**Provided data**
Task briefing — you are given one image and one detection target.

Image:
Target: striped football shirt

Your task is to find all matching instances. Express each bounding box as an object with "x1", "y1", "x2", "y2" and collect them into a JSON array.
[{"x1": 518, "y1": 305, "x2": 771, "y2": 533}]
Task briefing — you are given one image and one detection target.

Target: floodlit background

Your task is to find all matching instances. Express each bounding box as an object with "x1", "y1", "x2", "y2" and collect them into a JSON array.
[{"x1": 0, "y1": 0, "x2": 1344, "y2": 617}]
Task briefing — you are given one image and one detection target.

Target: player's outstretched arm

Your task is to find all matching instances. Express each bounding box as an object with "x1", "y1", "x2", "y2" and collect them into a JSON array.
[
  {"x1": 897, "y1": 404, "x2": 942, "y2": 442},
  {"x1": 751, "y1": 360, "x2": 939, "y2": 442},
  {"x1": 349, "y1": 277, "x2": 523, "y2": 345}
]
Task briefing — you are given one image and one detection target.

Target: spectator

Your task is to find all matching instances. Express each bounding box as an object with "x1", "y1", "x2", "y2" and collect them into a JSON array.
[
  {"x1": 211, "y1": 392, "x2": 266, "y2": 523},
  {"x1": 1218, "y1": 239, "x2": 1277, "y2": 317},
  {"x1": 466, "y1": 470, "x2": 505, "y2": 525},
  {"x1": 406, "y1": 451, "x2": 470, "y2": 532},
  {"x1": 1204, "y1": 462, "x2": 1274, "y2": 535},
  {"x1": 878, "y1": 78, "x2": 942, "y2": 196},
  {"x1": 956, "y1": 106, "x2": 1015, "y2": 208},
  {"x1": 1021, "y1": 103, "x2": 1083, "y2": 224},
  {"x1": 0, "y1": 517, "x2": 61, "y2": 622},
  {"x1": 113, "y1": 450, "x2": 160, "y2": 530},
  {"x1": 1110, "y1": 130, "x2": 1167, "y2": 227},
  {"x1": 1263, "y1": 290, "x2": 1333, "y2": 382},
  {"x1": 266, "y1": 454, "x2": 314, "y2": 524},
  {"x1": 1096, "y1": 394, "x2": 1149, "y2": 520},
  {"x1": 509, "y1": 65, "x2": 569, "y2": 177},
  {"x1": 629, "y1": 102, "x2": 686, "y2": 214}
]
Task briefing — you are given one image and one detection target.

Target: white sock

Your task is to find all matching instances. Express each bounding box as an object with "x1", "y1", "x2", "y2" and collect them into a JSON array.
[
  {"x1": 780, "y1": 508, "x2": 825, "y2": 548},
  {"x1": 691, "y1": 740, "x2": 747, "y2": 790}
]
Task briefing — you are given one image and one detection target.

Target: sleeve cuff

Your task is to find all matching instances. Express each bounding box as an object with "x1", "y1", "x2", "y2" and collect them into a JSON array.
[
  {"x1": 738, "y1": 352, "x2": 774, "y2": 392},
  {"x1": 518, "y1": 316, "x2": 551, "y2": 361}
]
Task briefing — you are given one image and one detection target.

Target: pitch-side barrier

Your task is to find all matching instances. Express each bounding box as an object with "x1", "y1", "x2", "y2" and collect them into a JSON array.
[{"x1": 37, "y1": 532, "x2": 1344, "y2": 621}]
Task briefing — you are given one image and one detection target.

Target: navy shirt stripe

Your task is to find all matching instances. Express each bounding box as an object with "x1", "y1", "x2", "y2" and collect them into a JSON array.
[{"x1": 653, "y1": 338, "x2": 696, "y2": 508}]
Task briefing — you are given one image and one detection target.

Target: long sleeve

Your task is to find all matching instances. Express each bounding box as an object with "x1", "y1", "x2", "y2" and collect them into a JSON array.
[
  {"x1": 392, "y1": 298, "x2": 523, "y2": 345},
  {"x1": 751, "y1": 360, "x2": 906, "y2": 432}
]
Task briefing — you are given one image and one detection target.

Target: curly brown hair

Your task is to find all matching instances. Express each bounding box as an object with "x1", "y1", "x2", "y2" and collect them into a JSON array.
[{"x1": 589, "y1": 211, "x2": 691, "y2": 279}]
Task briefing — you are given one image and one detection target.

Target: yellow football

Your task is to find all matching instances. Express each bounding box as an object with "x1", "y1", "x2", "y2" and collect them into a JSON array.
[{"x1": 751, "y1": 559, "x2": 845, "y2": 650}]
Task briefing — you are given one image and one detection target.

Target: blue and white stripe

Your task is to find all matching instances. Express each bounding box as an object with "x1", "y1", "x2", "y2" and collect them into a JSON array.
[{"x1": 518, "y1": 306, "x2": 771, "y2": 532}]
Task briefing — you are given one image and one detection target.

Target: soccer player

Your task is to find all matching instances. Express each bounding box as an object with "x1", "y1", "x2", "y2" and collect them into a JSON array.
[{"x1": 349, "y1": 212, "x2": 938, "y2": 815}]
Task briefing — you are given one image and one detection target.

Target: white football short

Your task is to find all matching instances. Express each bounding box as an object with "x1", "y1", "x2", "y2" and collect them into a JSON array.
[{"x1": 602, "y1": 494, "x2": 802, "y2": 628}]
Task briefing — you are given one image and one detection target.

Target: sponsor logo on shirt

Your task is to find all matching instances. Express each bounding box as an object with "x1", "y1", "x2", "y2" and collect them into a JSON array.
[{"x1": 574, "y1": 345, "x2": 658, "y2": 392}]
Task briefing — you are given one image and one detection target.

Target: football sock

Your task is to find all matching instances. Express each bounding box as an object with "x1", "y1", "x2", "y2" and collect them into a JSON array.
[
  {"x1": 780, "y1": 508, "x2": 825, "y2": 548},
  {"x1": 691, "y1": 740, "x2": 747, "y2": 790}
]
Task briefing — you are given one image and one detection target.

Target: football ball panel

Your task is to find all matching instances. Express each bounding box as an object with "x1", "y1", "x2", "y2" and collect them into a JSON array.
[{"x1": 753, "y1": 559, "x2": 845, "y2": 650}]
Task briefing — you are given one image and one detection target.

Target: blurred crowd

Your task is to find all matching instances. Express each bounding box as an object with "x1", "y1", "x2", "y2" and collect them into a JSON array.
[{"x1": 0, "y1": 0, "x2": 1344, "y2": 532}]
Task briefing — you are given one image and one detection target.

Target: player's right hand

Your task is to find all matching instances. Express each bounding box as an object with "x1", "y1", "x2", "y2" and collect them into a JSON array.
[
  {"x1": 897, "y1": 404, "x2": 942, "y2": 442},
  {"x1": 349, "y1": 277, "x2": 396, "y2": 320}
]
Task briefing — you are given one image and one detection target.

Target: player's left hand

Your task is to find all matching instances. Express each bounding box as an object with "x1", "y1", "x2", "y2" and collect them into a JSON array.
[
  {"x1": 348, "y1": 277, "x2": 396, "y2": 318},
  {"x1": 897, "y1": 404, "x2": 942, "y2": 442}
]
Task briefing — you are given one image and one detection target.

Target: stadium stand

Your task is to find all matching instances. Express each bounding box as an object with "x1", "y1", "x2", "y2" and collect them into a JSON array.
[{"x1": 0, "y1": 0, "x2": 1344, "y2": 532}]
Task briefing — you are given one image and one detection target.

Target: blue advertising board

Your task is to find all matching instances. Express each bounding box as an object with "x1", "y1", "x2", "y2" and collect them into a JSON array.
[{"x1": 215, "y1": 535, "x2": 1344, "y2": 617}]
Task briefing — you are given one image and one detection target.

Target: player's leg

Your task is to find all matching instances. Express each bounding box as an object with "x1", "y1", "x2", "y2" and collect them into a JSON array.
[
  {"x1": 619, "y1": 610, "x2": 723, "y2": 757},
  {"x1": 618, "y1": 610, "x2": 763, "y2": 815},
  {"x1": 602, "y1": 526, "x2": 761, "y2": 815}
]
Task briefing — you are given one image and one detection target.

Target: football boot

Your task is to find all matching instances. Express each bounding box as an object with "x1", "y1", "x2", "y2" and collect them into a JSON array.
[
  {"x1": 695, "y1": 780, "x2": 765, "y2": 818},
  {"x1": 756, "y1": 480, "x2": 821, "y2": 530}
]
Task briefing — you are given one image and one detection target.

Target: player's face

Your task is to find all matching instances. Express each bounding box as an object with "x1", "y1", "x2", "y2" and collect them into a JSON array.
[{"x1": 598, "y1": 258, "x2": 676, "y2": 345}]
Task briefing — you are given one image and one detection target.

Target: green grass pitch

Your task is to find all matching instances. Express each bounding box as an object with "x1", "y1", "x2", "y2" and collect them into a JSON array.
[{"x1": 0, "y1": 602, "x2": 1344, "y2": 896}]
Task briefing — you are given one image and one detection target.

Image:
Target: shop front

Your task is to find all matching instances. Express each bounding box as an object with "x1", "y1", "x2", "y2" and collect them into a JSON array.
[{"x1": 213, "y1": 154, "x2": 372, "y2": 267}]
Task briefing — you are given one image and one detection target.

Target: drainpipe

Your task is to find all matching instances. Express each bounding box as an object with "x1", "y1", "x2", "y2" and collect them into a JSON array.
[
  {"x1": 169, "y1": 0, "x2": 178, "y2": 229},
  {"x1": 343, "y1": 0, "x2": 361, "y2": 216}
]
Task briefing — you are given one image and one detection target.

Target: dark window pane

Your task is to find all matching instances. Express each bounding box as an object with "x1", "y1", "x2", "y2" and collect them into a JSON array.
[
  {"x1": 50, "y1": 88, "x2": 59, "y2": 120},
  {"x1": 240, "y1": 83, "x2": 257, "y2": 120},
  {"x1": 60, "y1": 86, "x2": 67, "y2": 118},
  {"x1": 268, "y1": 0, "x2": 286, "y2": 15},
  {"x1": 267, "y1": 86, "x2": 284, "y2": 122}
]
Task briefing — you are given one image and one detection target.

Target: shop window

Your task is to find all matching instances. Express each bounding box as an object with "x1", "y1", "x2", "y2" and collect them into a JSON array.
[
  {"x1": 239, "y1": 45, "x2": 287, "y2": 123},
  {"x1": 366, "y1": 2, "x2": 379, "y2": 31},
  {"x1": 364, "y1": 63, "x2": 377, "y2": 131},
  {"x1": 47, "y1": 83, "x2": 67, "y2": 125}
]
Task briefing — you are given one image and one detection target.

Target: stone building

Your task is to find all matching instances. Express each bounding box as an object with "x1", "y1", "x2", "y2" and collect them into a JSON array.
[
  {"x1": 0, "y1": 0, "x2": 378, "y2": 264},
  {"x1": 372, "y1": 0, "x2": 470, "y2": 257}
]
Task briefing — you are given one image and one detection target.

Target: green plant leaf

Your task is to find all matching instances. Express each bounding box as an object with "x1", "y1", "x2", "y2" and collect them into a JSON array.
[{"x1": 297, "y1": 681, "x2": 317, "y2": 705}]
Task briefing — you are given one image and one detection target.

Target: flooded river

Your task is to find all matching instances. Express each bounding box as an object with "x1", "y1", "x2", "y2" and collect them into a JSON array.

**Exercise instructions**
Gather every line of the records above that contains the word "green", and copy each such line in full.

**Solved exercise**
Target: green grass pitch
Target: green plant leaf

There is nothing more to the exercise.